• Required task:
Copy out all of the rows below, swapping each "even-odd fill rule" for "nonzero winding rule" and leaving every other character unchanged.

• Provided data:
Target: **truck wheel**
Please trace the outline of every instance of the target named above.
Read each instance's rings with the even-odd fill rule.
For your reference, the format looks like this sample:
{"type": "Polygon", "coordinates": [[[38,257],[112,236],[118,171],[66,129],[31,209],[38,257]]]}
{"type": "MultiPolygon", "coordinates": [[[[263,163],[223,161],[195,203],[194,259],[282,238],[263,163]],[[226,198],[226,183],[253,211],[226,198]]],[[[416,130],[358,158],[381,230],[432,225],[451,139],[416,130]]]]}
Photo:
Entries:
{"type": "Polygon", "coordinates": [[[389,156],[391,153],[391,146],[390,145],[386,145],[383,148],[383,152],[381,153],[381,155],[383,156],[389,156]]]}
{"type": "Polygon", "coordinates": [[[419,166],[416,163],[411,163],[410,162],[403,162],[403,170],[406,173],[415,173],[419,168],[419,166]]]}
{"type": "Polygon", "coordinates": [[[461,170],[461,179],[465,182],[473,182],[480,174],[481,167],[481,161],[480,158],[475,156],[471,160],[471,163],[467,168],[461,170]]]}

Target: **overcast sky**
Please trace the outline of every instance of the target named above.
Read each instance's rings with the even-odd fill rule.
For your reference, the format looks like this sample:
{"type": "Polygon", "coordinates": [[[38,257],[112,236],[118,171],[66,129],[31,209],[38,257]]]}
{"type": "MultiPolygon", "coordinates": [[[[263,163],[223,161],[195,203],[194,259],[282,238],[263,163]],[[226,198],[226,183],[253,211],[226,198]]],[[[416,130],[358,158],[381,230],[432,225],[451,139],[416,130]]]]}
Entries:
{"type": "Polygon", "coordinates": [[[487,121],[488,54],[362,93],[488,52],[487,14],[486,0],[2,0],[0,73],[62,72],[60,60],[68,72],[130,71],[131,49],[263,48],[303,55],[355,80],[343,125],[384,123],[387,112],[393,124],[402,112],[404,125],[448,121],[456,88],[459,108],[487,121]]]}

• Complete output:
Target: **truck wheel**
Please trace the outline of every instance of the target named above.
Read each instance's rings with the nonzero winding rule.
For your reference, the format looks like this sample:
{"type": "Polygon", "coordinates": [[[38,257],[112,236],[118,171],[66,129],[31,209],[38,257]]]}
{"type": "MultiPolygon", "coordinates": [[[[263,163],[223,161],[195,203],[194,259],[282,238],[263,163]],[[226,198],[226,183],[253,211],[226,198]]],[[[416,130],[358,158],[381,230],[432,225],[451,139],[416,130]]]]}
Photo:
Entries:
{"type": "Polygon", "coordinates": [[[389,156],[391,153],[391,146],[390,145],[386,145],[383,148],[383,152],[381,153],[381,155],[383,156],[389,156]]]}
{"type": "Polygon", "coordinates": [[[419,166],[416,163],[411,163],[410,162],[403,162],[403,170],[406,173],[415,173],[419,168],[419,166]]]}
{"type": "Polygon", "coordinates": [[[461,170],[461,179],[465,182],[473,182],[480,174],[481,167],[481,161],[480,158],[475,156],[471,160],[471,163],[467,168],[461,170]]]}

Target: **overcast sky**
Please trace the outline of every instance of the target named above.
Read each instance's rings with the nonzero winding rule.
For your reference, the format looks like this sample:
{"type": "Polygon", "coordinates": [[[38,257],[112,236],[118,171],[66,129],[31,209],[38,257]]]}
{"type": "MultiPolygon", "coordinates": [[[[263,163],[223,161],[195,203],[194,259],[282,238],[263,163]],[[226,198],[226,183],[253,211],[226,198]]],[[[416,130],[358,158],[381,230],[432,225],[451,139],[416,130]]]]}
Entries:
{"type": "Polygon", "coordinates": [[[487,121],[488,54],[362,93],[488,52],[487,14],[486,0],[2,0],[0,73],[62,72],[60,60],[68,72],[130,71],[131,49],[263,48],[303,55],[355,80],[343,125],[384,123],[387,112],[393,124],[402,112],[404,125],[448,121],[456,88],[459,108],[487,121]]]}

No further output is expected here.